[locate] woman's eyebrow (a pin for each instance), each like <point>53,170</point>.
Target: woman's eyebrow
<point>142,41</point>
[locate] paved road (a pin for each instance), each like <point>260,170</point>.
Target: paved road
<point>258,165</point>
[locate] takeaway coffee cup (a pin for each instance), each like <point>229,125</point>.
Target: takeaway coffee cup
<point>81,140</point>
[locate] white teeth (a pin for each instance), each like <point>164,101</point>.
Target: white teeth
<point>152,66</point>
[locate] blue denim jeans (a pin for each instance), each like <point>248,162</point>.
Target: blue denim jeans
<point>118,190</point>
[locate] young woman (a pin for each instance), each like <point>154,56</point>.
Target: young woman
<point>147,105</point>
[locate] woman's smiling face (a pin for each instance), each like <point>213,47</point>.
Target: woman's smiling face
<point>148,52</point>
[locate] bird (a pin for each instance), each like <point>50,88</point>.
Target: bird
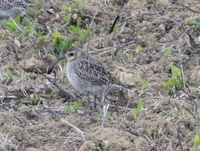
<point>90,76</point>
<point>12,8</point>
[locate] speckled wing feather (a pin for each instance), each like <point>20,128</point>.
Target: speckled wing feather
<point>5,6</point>
<point>93,71</point>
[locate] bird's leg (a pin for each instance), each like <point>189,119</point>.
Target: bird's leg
<point>95,104</point>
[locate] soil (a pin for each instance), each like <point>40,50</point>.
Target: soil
<point>36,110</point>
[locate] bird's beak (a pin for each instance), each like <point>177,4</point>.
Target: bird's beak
<point>61,58</point>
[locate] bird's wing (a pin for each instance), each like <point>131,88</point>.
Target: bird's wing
<point>93,71</point>
<point>5,6</point>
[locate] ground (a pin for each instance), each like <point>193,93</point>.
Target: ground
<point>154,46</point>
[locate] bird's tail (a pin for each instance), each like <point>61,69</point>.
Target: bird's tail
<point>126,86</point>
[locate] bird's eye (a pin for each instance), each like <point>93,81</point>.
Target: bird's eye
<point>71,54</point>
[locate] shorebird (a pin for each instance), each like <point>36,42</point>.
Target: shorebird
<point>90,76</point>
<point>12,8</point>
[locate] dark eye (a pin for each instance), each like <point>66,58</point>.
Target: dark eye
<point>71,54</point>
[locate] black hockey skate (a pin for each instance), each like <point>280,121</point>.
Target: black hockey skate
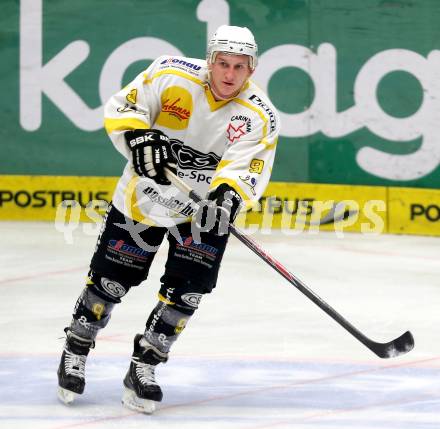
<point>71,372</point>
<point>141,390</point>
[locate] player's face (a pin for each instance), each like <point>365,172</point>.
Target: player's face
<point>228,74</point>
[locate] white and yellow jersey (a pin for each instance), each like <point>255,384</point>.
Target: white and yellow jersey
<point>231,141</point>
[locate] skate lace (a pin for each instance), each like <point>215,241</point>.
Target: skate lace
<point>74,364</point>
<point>145,372</point>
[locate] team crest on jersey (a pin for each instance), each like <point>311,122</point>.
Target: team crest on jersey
<point>189,158</point>
<point>239,126</point>
<point>177,106</point>
<point>249,181</point>
<point>132,96</point>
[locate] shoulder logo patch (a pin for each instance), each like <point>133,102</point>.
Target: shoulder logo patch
<point>132,96</point>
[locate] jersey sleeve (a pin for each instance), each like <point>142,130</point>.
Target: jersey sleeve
<point>246,164</point>
<point>133,107</point>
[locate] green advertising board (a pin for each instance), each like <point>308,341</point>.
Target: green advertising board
<point>356,81</point>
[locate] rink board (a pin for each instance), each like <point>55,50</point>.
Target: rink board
<point>291,206</point>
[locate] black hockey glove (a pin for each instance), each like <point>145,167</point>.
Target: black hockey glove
<point>220,209</point>
<point>151,152</point>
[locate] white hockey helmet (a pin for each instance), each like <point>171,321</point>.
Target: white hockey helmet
<point>233,40</point>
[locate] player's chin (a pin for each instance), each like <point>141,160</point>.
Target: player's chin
<point>228,91</point>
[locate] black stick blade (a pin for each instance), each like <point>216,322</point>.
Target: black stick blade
<point>397,347</point>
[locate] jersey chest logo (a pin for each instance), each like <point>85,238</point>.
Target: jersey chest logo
<point>239,126</point>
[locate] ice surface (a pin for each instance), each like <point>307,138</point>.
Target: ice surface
<point>257,354</point>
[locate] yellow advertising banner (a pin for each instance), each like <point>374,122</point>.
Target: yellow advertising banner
<point>291,206</point>
<point>414,211</point>
<point>39,197</point>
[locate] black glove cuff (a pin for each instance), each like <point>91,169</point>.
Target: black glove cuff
<point>223,193</point>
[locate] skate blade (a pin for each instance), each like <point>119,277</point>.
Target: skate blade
<point>131,401</point>
<point>66,396</point>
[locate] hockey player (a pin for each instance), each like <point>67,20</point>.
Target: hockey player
<point>206,121</point>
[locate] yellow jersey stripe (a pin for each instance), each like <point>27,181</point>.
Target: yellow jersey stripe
<point>258,111</point>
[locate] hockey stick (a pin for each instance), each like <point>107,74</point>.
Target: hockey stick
<point>396,347</point>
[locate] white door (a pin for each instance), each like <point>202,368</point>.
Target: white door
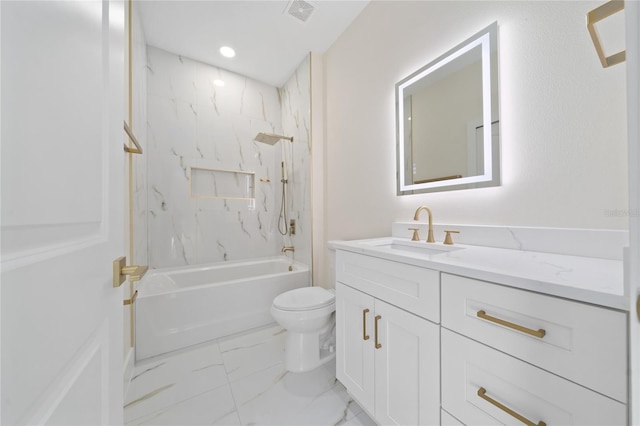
<point>62,211</point>
<point>632,16</point>
<point>354,344</point>
<point>407,368</point>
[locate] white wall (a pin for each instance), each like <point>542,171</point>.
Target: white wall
<point>563,138</point>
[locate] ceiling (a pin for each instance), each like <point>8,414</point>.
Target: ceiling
<point>269,42</point>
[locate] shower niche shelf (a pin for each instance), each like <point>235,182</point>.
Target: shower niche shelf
<point>220,183</point>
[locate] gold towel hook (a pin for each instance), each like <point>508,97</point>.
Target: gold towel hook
<point>138,148</point>
<point>596,15</point>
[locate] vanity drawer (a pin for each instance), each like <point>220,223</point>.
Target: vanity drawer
<point>480,385</point>
<point>409,287</point>
<point>584,343</point>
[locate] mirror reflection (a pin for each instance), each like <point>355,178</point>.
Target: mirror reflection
<point>447,120</point>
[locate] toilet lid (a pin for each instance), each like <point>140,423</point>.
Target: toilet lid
<point>304,298</point>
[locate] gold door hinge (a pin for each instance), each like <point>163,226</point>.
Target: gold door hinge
<point>121,270</point>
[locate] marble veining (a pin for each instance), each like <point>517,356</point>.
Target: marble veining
<point>588,279</point>
<point>193,123</point>
<point>238,380</point>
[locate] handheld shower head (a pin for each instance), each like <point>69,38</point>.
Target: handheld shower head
<point>270,138</point>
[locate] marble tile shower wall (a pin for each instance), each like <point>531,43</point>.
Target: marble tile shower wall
<point>296,115</point>
<point>139,126</point>
<point>194,123</point>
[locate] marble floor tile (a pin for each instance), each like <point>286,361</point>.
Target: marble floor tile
<point>277,397</point>
<point>214,407</point>
<point>165,381</point>
<point>247,353</point>
<point>237,380</point>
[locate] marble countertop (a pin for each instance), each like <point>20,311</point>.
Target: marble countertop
<point>585,279</point>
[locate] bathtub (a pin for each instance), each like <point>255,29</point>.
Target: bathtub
<point>184,306</point>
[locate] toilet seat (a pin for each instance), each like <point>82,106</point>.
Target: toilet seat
<point>304,299</point>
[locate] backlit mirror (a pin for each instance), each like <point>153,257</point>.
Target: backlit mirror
<point>447,120</point>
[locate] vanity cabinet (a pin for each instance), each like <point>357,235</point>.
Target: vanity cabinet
<point>508,352</point>
<point>388,357</point>
<point>418,346</point>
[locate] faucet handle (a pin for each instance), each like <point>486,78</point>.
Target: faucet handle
<point>447,239</point>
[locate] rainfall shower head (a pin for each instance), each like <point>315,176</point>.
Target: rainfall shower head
<point>270,138</point>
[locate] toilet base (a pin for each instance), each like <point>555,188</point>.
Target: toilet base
<point>303,353</point>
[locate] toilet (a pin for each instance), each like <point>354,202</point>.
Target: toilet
<point>308,316</point>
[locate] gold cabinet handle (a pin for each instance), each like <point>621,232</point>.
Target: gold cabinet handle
<point>375,323</point>
<point>482,393</point>
<point>364,324</point>
<point>537,333</point>
<point>132,300</point>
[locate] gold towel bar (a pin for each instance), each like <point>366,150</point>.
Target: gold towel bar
<point>598,14</point>
<point>482,393</point>
<point>537,333</point>
<point>120,271</point>
<point>132,300</point>
<point>138,148</point>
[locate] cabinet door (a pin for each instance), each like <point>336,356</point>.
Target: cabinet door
<point>354,344</point>
<point>407,368</point>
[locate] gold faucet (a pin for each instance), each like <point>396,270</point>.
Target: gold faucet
<point>416,216</point>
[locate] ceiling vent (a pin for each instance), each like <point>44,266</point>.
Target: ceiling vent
<point>300,9</point>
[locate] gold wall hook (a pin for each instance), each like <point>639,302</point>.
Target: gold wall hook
<point>596,15</point>
<point>132,300</point>
<point>132,138</point>
<point>121,270</point>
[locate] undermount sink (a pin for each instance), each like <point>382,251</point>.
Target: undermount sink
<point>419,247</point>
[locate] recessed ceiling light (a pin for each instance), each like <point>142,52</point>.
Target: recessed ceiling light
<point>227,52</point>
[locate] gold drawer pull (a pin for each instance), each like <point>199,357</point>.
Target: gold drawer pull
<point>482,394</point>
<point>537,333</point>
<point>364,324</point>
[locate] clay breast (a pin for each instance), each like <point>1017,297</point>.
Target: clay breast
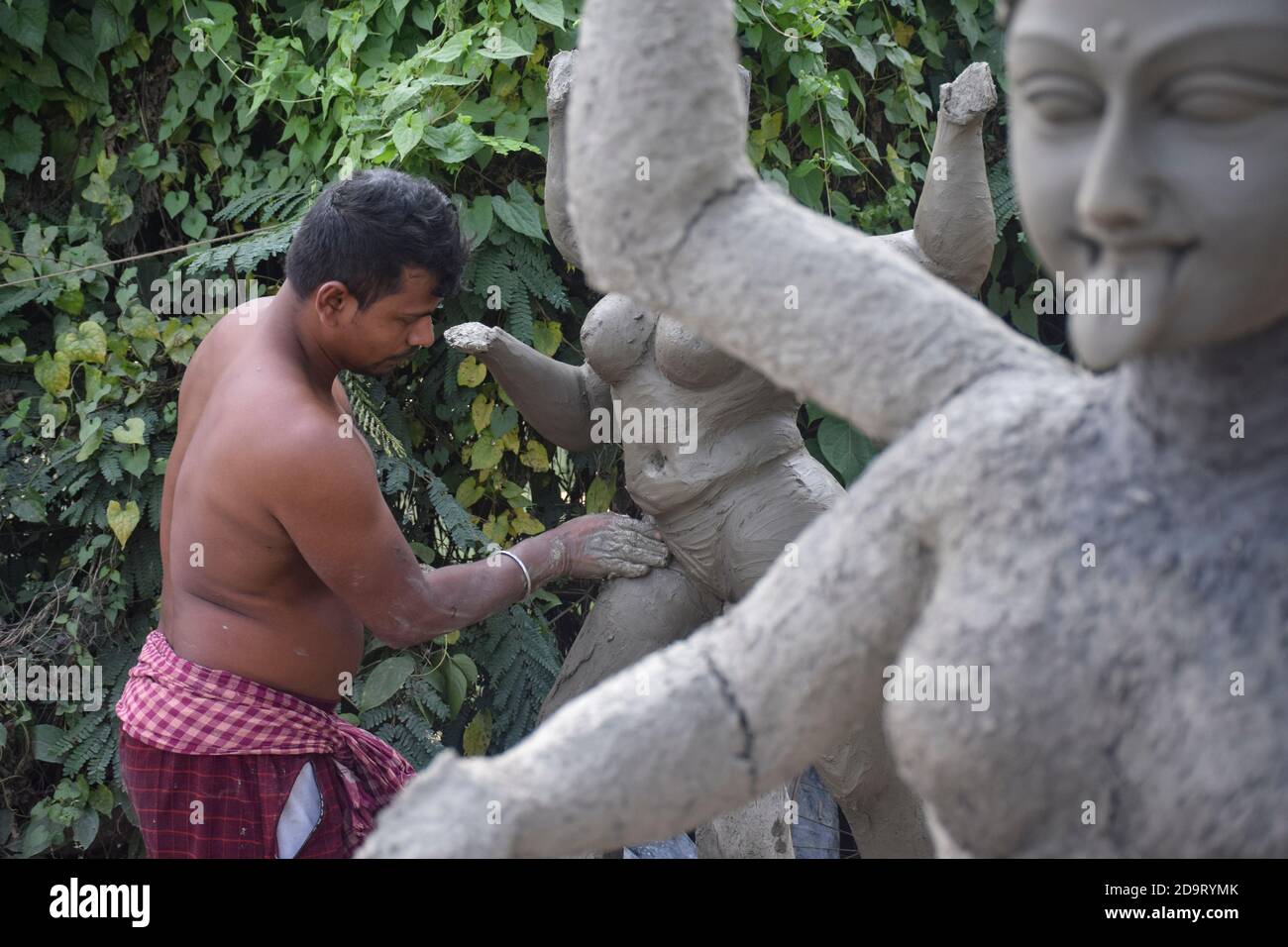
<point>614,337</point>
<point>690,361</point>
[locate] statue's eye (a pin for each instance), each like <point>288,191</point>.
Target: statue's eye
<point>1063,101</point>
<point>1223,97</point>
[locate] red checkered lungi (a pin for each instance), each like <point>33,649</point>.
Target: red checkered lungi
<point>200,735</point>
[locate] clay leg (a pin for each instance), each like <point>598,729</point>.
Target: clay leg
<point>883,812</point>
<point>631,617</point>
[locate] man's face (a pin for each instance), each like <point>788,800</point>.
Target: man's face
<point>1147,141</point>
<point>386,333</point>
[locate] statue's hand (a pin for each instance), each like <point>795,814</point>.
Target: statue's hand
<point>473,338</point>
<point>969,97</point>
<point>446,812</point>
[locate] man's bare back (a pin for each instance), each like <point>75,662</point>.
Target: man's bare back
<point>237,592</point>
<point>277,545</point>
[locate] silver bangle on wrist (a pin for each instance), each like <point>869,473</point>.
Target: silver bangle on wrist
<point>527,579</point>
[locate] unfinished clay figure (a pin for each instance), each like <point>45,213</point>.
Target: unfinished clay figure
<point>735,483</point>
<point>1111,547</point>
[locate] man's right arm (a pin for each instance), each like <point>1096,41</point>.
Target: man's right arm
<point>343,528</point>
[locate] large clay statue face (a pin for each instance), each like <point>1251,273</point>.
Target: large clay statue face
<point>1127,161</point>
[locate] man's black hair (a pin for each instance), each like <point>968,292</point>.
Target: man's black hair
<point>366,230</point>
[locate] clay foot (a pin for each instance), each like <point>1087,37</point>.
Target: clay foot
<point>969,97</point>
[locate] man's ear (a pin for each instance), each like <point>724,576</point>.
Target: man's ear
<point>334,302</point>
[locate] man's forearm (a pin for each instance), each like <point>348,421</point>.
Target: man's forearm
<point>463,594</point>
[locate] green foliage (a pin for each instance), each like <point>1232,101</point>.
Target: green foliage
<point>193,134</point>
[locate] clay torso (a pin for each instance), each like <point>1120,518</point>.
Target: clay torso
<point>739,420</point>
<point>1126,667</point>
____
:: TASK OBJECTIVE ::
Can you reproduce the material between the line holding "[locate] bird's tail" and the line holding "<point>145,372</point>", inclusive, omitting the pictures?

:: EXERCISE OUTPUT ::
[locate] bird's tail (a pin for each instance), each like <point>61,69</point>.
Target: bird's tail
<point>126,86</point>
[locate] bird's eye (a pin for each instance), each like <point>93,81</point>.
Target: bird's eye
<point>71,54</point>
[locate] shorebird (a pin for each instance), each like <point>36,42</point>.
Target: shorebird
<point>90,76</point>
<point>12,8</point>
[locate] dark eye (a pin for each instance), each like <point>66,58</point>.
Target: dark eye
<point>71,54</point>
[locate] black hockey skate (a pin for each instance), each like <point>280,121</point>.
Target: black hockey skate
<point>71,372</point>
<point>141,390</point>
[locate] player's face (a pin for each instance), each like <point>365,172</point>.
Target: player's face
<point>228,74</point>
[locate] white and yellow jersey (a pin for each instance), each like <point>255,384</point>.
Target: white and yellow jersey
<point>231,141</point>
[locate] skate lace (a pin for each instance), each like <point>215,241</point>.
Target: skate lace
<point>74,364</point>
<point>145,372</point>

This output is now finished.